SET EXERCISE 1 – Report how many lines of the records contain the string "drawstring". Give only the number.

SOURCE EXCERPT –
● ● ●
Landlocked – Jeff Hankins – YouTube
On this 100th blog essay about songs of autobiographical significance, I hope I can be forgiven for doing something I haven’t done in the other 99, being a little bit self indulgent, and choosing to write about one of my own songs.
The opening line of the song is indeed very autobiographically literal : ‘I live a long way inland..’. And yes, the song is from the early 1990s, the time when we lived further from the coast than we had ever lived, smack in the heart of the continent of South America. OK, it’s not that we had lived exactly in a seaside resort back here in South Wales, but maybe on the edge of consciousness there’s that awareness that the Bristol channel opening out as it does into the Atlantic.. ain’t that far away. [Here’s a parenthetical reference to another of my songs. I am always delighted and sort of oddly taken by surprise every time I drive over the mountain from Merthyr to our village and find that, from the highest points of the road, on a clear day, I can indeed see the channel glinting in the distance and beyond it the hazy slopes of North Somerset hills. That delight finds expression in my song ‘I see the sea’]. Was I feeling the lack of that proximity, while paradoxically savouring with relish the exotic differentness of our new Latin living experiences? So it would seem, to some extent, from this song…
In that humid climate the late evening was of course the coolest time of the day, and quite often, once the kids had been showered, read to, put to bed, Sue was good enough to let me go for a wander through the streets of Ascunción, armed with a man-bag containing notebook, pen, bible, a novel, a cassette-playing Walkman (Bruce Cockburn, Laura Nyro, Juan Luis Guerra..). The lapacho-lined streets, the air itself, felt so alive and vibrant with new impressions that it was for me an extraordinarily creative time – whether I scribbled half poems in a cafe-bar, or reached for a guitar when I got back home… I’m pretty sure that this song arose from just such an occasion as one of those late night walks, and (although this is not at all necessarily the mark of a song’s quality, and perhaps more often quite the opposite!) it was indeed one of those all too rare occasions when the lyrics came without too much agonizing, sort of ‘wrote itself’ as they say.(And no, I’m not suggesting spooky ‘automatic writing’ and certainly not ‘divine inspiration’! I’m just saying it flowed nicely, thank you very much.)
● ● ●
SET EXERCISE 2 – In the essay about the song, which of the writer's own songs expresses delight at seeing the channel from the mountain road?
● ● ●
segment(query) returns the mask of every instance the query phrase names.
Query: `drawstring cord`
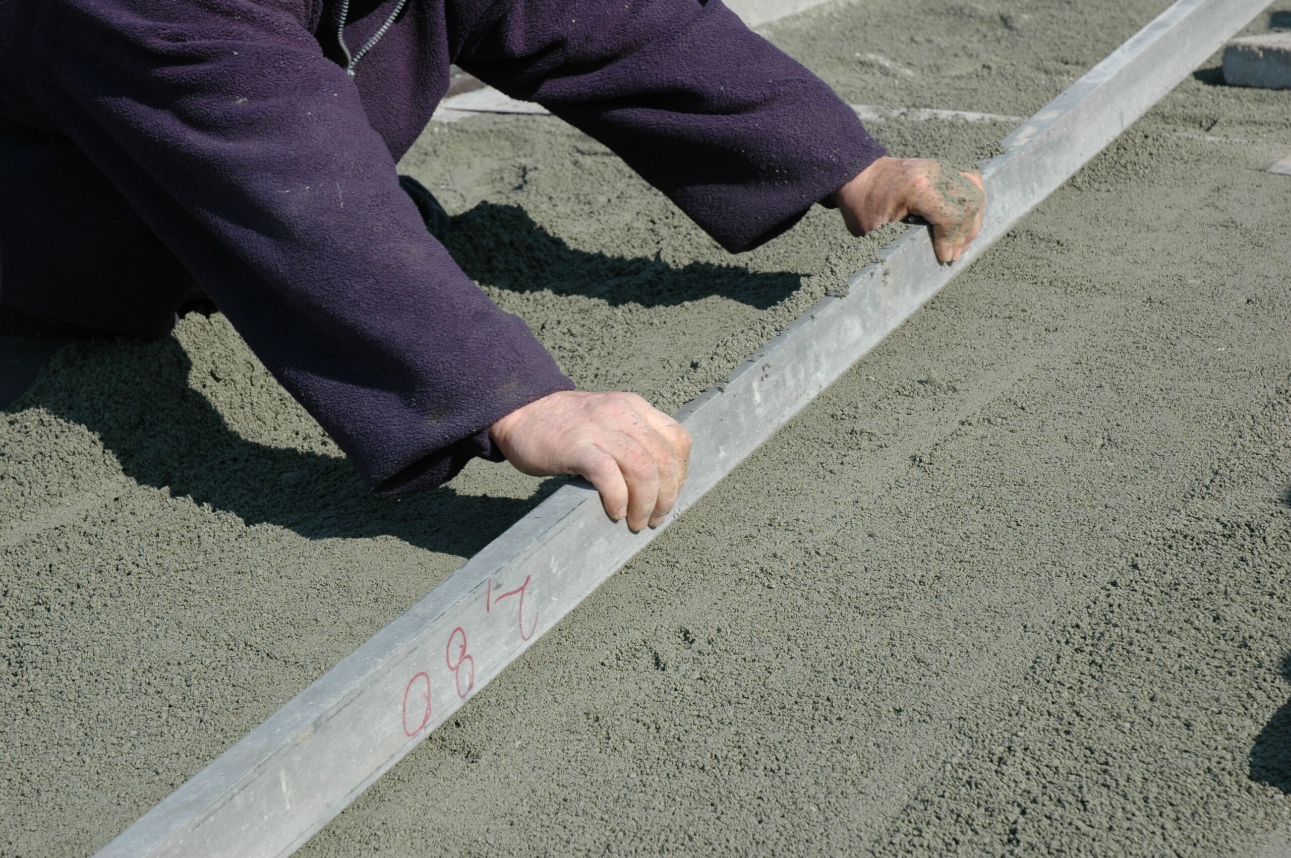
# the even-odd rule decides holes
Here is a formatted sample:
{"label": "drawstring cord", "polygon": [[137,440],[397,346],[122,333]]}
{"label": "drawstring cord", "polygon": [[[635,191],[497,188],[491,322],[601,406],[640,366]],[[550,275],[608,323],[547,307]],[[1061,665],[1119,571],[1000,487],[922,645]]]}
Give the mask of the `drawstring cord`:
{"label": "drawstring cord", "polygon": [[345,54],[345,74],[354,77],[354,67],[359,65],[359,61],[363,59],[365,53],[372,50],[372,48],[381,41],[381,36],[386,35],[386,31],[395,25],[395,18],[399,17],[399,13],[403,12],[405,5],[408,5],[408,0],[399,0],[399,3],[395,4],[395,10],[390,13],[390,17],[386,18],[383,25],[381,25],[381,28],[377,30],[372,35],[372,39],[368,39],[368,43],[359,48],[359,50],[351,57],[350,48],[345,44],[345,19],[350,17],[350,0],[341,0],[341,23],[336,27],[336,40],[341,43],[341,53]]}

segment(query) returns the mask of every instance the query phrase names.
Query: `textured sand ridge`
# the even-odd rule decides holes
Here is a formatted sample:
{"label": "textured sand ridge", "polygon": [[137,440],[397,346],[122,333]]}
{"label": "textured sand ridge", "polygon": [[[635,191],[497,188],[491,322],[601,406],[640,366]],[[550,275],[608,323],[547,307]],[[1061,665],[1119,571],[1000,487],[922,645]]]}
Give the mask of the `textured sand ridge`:
{"label": "textured sand ridge", "polygon": [[[1029,114],[1164,5],[772,32],[848,101]],[[1291,108],[1216,65],[303,854],[1285,845],[1291,186],[1255,168]],[[875,126],[959,161],[1007,130]],[[404,168],[580,383],[670,408],[877,246],[816,212],[727,257],[551,119]],[[219,316],[66,350],[0,415],[0,854],[102,845],[549,490],[365,497]]]}

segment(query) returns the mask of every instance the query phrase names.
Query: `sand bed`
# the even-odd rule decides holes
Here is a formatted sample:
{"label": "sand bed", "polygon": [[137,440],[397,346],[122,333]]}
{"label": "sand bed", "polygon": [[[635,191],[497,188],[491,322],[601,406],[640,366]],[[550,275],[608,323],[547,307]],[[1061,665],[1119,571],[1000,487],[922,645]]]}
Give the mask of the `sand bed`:
{"label": "sand bed", "polygon": [[[849,101],[1025,114],[1163,5],[967,4],[906,44],[919,8],[844,4],[775,36]],[[937,66],[975,52],[991,67]],[[1288,112],[1199,77],[306,854],[1211,853],[1291,830],[1291,196],[1252,169]],[[1007,129],[875,130],[970,160]],[[726,257],[550,119],[431,129],[405,168],[580,383],[669,406],[873,252],[817,212]],[[0,421],[0,854],[106,843],[549,490],[479,466],[364,497],[218,316],[57,360]]]}

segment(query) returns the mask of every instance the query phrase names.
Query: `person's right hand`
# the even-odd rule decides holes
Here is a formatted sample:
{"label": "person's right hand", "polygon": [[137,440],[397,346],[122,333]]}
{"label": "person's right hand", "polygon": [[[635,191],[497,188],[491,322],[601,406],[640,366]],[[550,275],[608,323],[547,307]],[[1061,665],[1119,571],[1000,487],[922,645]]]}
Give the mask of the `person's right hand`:
{"label": "person's right hand", "polygon": [[828,200],[852,235],[861,236],[911,214],[932,227],[932,249],[954,262],[981,231],[986,191],[977,173],[962,173],[931,159],[880,157]]}
{"label": "person's right hand", "polygon": [[560,391],[489,427],[502,455],[531,476],[577,474],[605,514],[639,532],[664,523],[686,484],[691,435],[636,394]]}

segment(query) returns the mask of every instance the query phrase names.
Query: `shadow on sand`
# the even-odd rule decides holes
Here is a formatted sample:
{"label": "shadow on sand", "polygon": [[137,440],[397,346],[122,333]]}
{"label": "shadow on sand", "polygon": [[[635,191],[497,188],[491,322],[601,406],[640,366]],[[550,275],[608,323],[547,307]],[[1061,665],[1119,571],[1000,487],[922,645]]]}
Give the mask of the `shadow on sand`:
● ● ●
FINISHED ANSWER 1 – 5

FINISHED ANSWER 2 – "I see the sea"